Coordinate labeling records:
──────
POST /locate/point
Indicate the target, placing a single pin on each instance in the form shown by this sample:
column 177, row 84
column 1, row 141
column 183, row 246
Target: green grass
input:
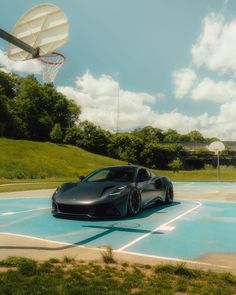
column 36, row 165
column 20, row 159
column 25, row 276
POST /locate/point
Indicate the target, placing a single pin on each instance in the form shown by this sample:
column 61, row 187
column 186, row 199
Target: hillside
column 21, row 159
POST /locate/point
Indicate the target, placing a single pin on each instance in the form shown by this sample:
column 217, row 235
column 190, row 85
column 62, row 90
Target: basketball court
column 199, row 226
column 188, row 230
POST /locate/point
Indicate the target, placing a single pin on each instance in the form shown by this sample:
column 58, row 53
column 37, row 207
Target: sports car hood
column 86, row 192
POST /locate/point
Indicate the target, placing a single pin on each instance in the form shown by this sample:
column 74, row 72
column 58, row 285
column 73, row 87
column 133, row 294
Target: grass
column 37, row 165
column 107, row 255
column 25, row 276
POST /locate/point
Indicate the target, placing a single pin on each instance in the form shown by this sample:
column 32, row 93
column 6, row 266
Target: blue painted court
column 186, row 229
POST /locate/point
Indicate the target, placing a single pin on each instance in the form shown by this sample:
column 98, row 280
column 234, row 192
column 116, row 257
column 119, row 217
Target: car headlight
column 117, row 191
column 56, row 191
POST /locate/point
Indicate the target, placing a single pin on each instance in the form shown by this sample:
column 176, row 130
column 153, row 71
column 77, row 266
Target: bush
column 56, row 134
column 107, row 255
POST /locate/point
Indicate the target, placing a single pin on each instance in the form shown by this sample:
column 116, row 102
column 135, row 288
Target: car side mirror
column 143, row 178
column 157, row 183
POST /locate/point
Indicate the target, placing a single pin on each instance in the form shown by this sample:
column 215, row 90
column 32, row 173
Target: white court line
column 159, row 227
column 116, row 251
column 25, row 211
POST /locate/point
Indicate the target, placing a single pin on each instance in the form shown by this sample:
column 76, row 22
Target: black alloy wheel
column 134, row 203
column 169, row 194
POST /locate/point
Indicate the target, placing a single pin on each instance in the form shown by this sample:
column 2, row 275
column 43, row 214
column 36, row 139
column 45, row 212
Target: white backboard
column 216, row 147
column 44, row 26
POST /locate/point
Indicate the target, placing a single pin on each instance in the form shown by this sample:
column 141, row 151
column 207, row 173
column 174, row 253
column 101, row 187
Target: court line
column 199, row 204
column 25, row 211
column 117, row 251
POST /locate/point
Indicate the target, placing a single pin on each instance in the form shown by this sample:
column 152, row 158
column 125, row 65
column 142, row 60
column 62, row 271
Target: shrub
column 107, row 255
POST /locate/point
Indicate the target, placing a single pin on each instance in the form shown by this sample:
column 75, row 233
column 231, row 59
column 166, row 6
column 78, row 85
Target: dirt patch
column 227, row 259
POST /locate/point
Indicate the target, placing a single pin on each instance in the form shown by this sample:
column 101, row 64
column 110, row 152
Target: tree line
column 32, row 111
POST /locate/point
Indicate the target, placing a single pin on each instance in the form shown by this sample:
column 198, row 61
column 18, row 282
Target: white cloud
column 183, row 81
column 29, row 66
column 216, row 46
column 222, row 91
column 223, row 125
column 98, row 99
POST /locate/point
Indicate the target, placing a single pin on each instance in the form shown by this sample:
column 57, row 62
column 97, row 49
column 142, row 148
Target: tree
column 195, row 136
column 149, row 134
column 56, row 134
column 176, row 165
column 91, row 137
column 171, row 135
column 160, row 155
column 126, row 147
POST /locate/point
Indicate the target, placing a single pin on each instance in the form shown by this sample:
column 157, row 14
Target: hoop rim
column 53, row 54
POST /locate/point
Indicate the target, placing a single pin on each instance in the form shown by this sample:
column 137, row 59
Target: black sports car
column 112, row 192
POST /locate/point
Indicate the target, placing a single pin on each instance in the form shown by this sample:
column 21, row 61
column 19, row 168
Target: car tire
column 169, row 194
column 134, row 203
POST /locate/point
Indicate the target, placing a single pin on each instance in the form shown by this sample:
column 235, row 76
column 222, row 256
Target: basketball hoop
column 51, row 64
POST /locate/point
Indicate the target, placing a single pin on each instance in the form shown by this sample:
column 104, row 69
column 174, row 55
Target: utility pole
column 118, row 108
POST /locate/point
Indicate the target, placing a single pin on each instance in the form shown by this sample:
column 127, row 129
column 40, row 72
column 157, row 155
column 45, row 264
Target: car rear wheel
column 134, row 203
column 169, row 194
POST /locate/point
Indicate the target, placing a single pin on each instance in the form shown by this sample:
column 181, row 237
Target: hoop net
column 50, row 65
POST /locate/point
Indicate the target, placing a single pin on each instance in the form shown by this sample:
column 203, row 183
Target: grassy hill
column 21, row 159
column 44, row 165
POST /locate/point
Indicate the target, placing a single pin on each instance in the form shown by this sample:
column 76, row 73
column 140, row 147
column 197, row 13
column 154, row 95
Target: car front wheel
column 134, row 203
column 169, row 194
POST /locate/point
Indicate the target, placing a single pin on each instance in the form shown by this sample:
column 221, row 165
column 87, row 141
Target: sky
column 164, row 63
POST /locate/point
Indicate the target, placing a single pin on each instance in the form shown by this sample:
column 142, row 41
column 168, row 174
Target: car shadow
column 126, row 225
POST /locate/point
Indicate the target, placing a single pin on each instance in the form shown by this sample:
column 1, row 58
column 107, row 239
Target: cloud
column 215, row 49
column 183, row 81
column 219, row 92
column 98, row 98
column 222, row 125
column 99, row 101
column 29, row 66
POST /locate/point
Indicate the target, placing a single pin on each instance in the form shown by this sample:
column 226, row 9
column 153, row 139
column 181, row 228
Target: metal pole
column 218, row 167
column 17, row 42
column 118, row 109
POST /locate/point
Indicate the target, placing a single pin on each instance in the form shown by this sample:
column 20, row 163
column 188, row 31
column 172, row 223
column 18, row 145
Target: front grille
column 104, row 210
column 74, row 209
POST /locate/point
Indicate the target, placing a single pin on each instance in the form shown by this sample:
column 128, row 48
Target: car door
column 144, row 186
column 147, row 187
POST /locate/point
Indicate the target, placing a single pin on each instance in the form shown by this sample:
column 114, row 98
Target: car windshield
column 116, row 174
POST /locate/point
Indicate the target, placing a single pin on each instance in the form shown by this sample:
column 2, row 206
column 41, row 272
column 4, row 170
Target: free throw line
column 199, row 204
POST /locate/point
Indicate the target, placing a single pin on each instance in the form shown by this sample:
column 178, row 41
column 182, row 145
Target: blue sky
column 156, row 52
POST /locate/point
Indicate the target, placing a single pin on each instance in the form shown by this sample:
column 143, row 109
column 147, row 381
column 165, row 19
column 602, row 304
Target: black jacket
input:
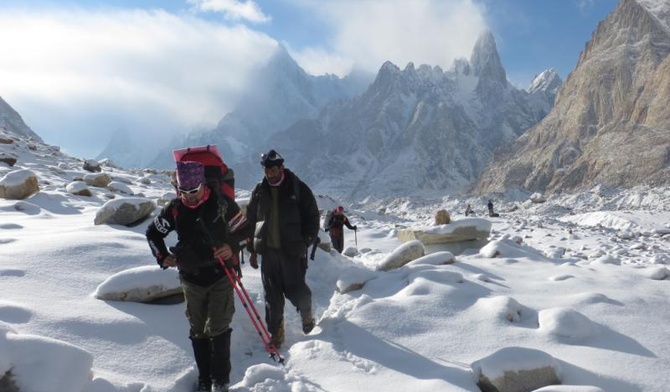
column 198, row 230
column 298, row 214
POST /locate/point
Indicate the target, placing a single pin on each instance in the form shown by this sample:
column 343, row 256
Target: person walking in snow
column 335, row 227
column 285, row 215
column 468, row 210
column 203, row 237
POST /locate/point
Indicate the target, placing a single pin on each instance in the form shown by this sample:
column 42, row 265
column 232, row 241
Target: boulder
column 125, row 211
column 78, row 188
column 100, row 180
column 402, row 255
column 92, row 166
column 516, row 369
column 461, row 230
column 9, row 159
column 19, row 185
column 442, row 217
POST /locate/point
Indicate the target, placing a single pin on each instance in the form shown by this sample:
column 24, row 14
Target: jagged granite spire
column 485, row 60
column 611, row 119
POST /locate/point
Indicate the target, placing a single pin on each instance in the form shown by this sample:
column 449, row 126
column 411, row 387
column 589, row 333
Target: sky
column 578, row 283
column 79, row 71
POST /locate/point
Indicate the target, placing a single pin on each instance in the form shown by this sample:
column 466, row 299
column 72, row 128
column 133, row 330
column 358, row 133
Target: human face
column 192, row 196
column 274, row 174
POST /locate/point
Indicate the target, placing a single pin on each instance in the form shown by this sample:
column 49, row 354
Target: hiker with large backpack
column 210, row 228
column 334, row 225
column 284, row 213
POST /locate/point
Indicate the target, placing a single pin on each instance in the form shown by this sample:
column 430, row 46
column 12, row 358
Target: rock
column 100, row 180
column 78, row 188
column 402, row 255
column 457, row 231
column 125, row 211
column 516, row 369
column 19, row 185
column 92, row 166
column 9, row 159
column 442, row 217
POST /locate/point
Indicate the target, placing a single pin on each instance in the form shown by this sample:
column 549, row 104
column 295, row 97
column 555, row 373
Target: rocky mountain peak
column 485, row 60
column 546, row 81
column 610, row 122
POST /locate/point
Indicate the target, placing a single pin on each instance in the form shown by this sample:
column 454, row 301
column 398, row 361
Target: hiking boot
column 204, row 385
column 308, row 323
column 220, row 387
column 278, row 337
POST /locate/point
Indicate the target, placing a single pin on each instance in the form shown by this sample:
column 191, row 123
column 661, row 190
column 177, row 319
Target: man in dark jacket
column 200, row 216
column 284, row 213
column 335, row 227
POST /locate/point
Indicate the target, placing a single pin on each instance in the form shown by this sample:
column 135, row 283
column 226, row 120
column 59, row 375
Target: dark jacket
column 298, row 215
column 198, row 230
column 337, row 222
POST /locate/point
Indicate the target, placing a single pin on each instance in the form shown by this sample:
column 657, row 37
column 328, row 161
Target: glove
column 231, row 263
column 253, row 260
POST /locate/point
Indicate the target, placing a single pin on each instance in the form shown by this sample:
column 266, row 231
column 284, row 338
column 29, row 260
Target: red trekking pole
column 253, row 313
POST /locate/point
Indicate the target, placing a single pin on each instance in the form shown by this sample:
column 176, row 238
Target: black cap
column 271, row 158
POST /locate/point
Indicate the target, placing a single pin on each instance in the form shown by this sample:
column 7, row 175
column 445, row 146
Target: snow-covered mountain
column 414, row 131
column 11, row 121
column 611, row 121
column 280, row 94
column 570, row 291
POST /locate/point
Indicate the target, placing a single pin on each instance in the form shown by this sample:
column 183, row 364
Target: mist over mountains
column 422, row 130
column 611, row 122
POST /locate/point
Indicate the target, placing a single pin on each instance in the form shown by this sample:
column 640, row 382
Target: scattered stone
column 19, row 185
column 516, row 369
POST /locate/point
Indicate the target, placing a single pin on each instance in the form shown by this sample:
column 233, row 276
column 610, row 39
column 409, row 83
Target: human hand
column 169, row 261
column 224, row 252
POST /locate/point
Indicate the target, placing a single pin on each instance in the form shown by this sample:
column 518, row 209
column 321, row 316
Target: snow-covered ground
column 583, row 278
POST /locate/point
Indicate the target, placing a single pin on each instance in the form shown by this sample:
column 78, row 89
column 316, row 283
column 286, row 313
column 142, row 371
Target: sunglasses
column 190, row 191
column 271, row 159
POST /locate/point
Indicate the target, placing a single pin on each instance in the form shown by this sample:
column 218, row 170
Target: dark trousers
column 284, row 277
column 209, row 309
column 337, row 241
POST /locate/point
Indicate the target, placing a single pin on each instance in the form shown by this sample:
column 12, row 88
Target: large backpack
column 217, row 174
column 221, row 179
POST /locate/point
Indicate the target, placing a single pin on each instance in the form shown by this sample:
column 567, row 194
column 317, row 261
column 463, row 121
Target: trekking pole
column 253, row 313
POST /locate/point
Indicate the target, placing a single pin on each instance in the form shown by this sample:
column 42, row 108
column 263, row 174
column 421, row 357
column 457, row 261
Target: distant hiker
column 468, row 210
column 490, row 207
column 283, row 210
column 335, row 227
column 198, row 218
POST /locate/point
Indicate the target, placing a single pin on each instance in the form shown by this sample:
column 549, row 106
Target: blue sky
column 77, row 71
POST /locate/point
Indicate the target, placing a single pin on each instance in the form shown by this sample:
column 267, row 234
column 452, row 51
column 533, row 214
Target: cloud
──────
§ EXERCISE
Rewrite every line of the records above as a JSON list of strings, starting at the first line and ending with the line that contains "column 188, row 230", both included. Use one string per line, skip blank lines, and leave the pictures out.

§ SOLUTION FOR THIS EXERCISE
[
  "POST /locate/point",
  "Indicate the target, placing a single pin on each instance in the form shown by this sample:",
  "column 177, row 84",
  "column 1, row 141",
  "column 183, row 246",
  "Target: green grass",
  "input:",
  "column 36, row 165",
  "column 20, row 159",
  "column 25, row 276",
  "POST /locate/point",
  "Indicate the target, placing a single pin on each instance in the form shown by this sample:",
  "column 61, row 187",
  "column 186, row 199",
  "Target: hillside",
  "column 21, row 159",
  "POST /locate/point",
  "Indicate the target, placing a single pin on each instance in the form shown by this sample:",
  "column 217, row 235",
  "column 190, row 85",
  "column 62, row 90",
  "Target: basketball court",
  "column 199, row 226",
  "column 188, row 230"
]